[Start of Document excerpt]

U.S. 6G spectrum strategy comes into focus
Washington and industry have synchronized timelines and targets to identify, clear, and harmonize the mid-band spectrum that will underpin commercial 6G deployments in the early 2030s.
Policy actions accelerating the 6G spectrum timeline
The Administration’s National Security Presidential Memorandum on 6G directs the National Telecommunications and Information Administration (NTIA) to reallocate 7.125–7.4 GHz for full‑power, licensed commercial use and to study federal relocation to 7.4–8.4 GHz where feasible; it also orders immediate feasibility studies in 2.69–2.9 GHz and 4.4–4.94 GHz.
These actions sit alongside the One Big Beautiful Bill Act (restoring FCC auction authority and creating an 800 MHz spectrum pipeline), including an upper C‑band auction mandate by mid‑2027, creating a multi‑band path to contiguous 6G capacity.
NTIA has launched public tracking for band studies and, per remarks from NTIA leadership, is pushing spectrum reconfiguration and efficiency measures, with the 7 GHz study due by year‑end 2026 and funding gated through the Spectrum Relocation Fund process.
In parallel, the State Department is tasked to build coalitions ahead of ITU WRC‑27 (Agenda Item 1.7), signaling a bid for regional alignment on upper‑mid‑band IMT identifications.
Industry coordination on 6G spectrum is maturing
The Next G Alliance Spectrum Working Group has standardized terminology, assessed current utilization, and quantified North American 6G needs, taking into account larger inter‑site distances and varied access models (exclusive licensed, shared, and unlicensed).
Its 2026 workstream is drafting recommendations on access, management, and policy to translate the federal pipeline into deployable 6G channels, complementing the U.S. National Spectrum Strategy.

[End of Document excerpt]

Exercise - Please rewrite the 6G spectrum text, beginning at the words "U.S. 6G spectrum" and ending after "and 4.4–4.94 GHz.", substituting "sixth-generation" for every "6G".

[Start of Entries supplied]

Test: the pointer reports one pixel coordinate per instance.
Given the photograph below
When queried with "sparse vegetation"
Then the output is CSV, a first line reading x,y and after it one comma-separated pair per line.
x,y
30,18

[End of Entries supplied]

Written response -
U.S. sixth-generation spectrum strategy comes into focus
Washington and industry have synchronized timelines and targets to identify, clear, and harmonize the mid-band spectrum that will underpin commercial sixth-generation deployments in the early 2030s.
Policy actions accelerating the sixth-generation spectrum timeline
The Administration’s National Security Presidential Memorandum on sixth-generation directs the National Telecommunications and Information Administration (NTIA) to reallocate 7.125–7.4 GHz for full‑power, licensed commercial use and to study federal relocation to 7.4–8.4 GHz where feasible; it also orders immediate feasibility studies in 2.69–2.9 GHz and 4.4–4.94 GHz.